#### DIRECTIONS
If a line includes "white", copy it out of the entries.

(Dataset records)
========================================

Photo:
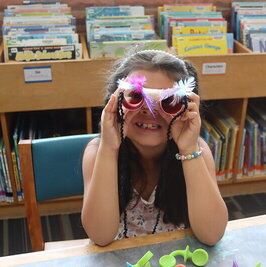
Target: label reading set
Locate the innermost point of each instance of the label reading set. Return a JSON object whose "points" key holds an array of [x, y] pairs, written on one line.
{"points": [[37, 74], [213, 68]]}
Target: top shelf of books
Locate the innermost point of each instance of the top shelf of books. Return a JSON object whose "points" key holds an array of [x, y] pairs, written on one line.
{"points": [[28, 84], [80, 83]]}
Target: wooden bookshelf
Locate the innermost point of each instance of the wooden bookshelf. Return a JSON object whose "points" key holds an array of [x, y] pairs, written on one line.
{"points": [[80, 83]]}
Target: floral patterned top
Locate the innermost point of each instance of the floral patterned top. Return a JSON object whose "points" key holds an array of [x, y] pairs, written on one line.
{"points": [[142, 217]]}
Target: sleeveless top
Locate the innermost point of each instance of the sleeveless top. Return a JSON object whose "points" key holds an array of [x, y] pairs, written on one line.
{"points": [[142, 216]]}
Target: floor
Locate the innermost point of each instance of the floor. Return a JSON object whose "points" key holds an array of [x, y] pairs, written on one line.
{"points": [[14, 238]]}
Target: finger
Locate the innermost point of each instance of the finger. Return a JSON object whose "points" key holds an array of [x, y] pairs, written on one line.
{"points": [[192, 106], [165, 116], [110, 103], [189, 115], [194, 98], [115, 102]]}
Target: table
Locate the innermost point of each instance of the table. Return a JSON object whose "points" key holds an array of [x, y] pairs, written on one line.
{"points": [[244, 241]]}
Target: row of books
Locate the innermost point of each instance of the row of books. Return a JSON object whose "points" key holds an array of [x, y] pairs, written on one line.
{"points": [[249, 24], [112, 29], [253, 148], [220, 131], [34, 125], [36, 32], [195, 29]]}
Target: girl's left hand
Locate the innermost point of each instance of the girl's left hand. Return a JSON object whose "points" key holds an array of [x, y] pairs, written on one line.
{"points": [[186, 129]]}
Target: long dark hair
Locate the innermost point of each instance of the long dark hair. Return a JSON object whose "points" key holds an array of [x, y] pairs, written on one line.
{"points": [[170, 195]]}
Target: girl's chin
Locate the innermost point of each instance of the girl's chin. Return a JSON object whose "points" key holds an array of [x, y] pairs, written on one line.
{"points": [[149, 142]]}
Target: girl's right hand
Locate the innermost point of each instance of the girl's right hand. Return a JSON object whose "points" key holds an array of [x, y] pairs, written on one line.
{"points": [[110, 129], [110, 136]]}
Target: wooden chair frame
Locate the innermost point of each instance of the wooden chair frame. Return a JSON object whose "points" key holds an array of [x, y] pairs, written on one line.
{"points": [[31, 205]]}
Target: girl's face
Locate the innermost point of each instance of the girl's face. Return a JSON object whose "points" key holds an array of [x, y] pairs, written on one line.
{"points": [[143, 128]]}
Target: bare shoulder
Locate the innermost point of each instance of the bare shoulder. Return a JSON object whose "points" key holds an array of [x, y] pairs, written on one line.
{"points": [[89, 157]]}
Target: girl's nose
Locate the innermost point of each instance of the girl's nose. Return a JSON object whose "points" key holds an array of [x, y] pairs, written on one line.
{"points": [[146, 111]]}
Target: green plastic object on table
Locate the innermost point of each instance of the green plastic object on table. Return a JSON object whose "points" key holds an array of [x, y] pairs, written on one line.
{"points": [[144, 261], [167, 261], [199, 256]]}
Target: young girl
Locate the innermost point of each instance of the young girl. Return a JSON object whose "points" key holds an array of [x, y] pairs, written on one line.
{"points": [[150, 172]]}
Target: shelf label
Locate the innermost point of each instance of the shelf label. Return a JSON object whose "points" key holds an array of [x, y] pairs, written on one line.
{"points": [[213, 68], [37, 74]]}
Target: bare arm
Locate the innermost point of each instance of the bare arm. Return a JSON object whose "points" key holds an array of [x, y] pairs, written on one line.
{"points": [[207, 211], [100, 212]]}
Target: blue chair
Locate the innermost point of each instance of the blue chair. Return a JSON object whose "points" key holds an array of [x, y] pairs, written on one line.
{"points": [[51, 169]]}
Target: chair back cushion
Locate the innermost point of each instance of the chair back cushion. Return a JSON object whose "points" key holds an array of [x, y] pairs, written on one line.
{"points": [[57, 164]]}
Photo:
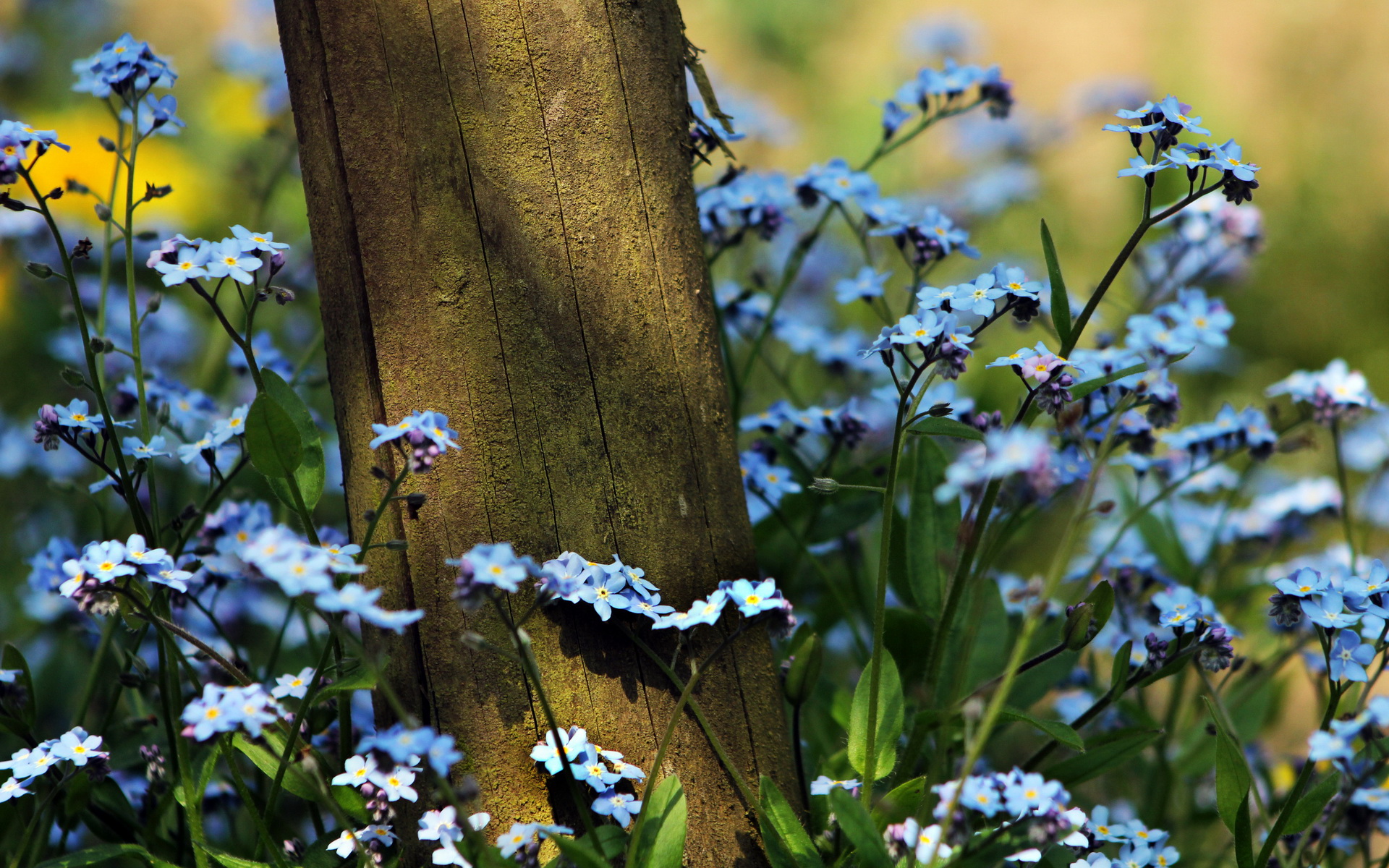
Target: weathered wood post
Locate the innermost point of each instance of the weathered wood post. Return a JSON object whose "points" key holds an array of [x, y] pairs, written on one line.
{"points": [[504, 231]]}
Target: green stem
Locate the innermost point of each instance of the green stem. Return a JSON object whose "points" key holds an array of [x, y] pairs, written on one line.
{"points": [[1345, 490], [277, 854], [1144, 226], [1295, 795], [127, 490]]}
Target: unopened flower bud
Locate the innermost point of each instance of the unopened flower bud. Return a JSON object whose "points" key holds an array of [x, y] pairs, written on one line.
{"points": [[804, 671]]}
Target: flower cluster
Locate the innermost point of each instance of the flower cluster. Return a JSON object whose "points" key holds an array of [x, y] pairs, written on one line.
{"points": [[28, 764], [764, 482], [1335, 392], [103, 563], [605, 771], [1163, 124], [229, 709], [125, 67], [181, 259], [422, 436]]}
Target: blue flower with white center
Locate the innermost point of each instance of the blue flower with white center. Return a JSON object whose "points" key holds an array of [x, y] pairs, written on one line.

========================================

#### EXERCISE OUTPUT
Target: blue flower with white center
Locate the innermost point of each instance of the blue flower with white center. Return a JSON object whose "points" key holds an array of [x, y] pairs, written on one line.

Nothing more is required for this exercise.